Point-per-instance localization data

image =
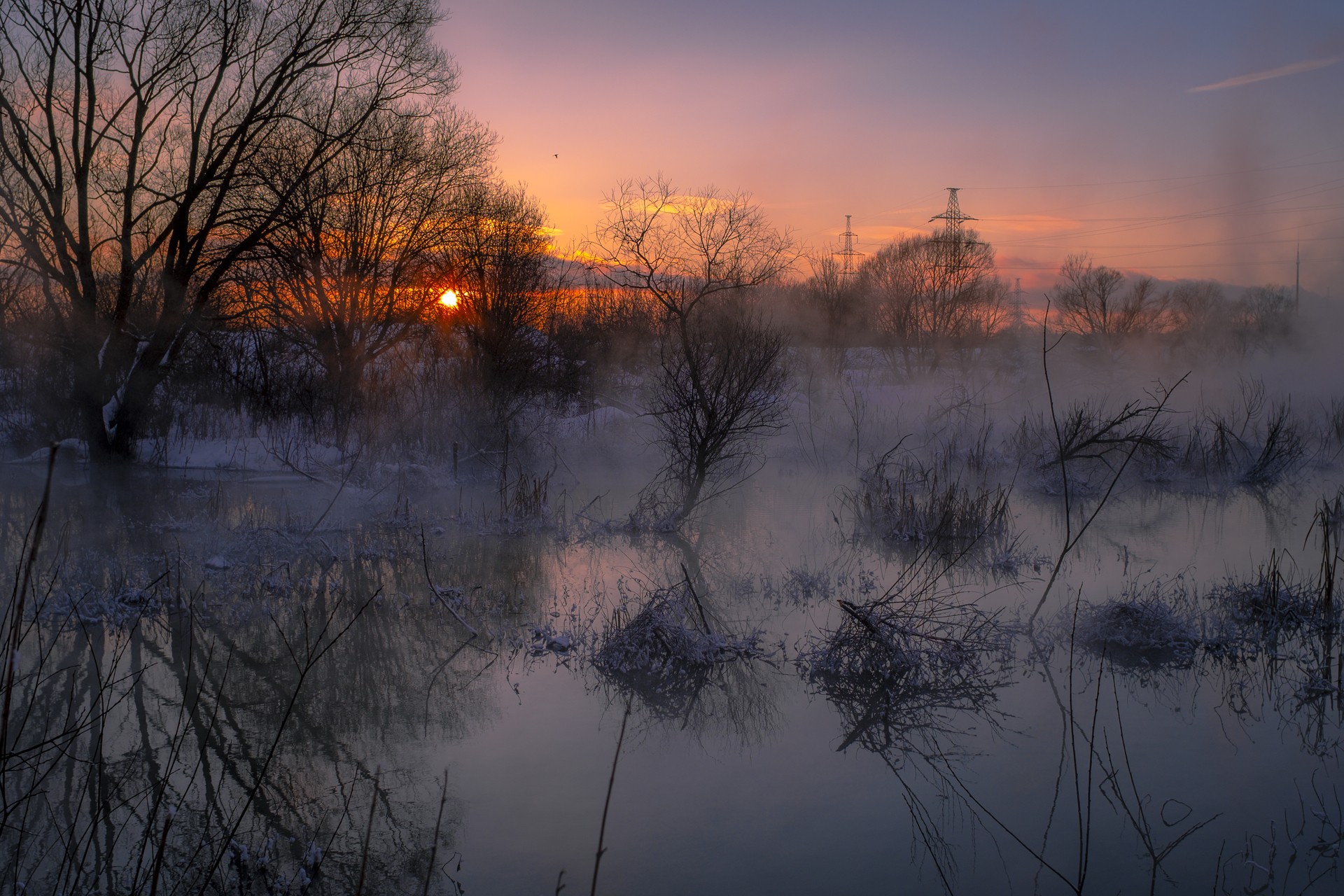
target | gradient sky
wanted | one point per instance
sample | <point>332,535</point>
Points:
<point>1176,139</point>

» Required action:
Transcribe every line of the data exactly. No pictures go in the copy.

» Completed exercise:
image =
target | gradient sky
wanted | one point per instance
sample | <point>332,535</point>
Points:
<point>1176,139</point>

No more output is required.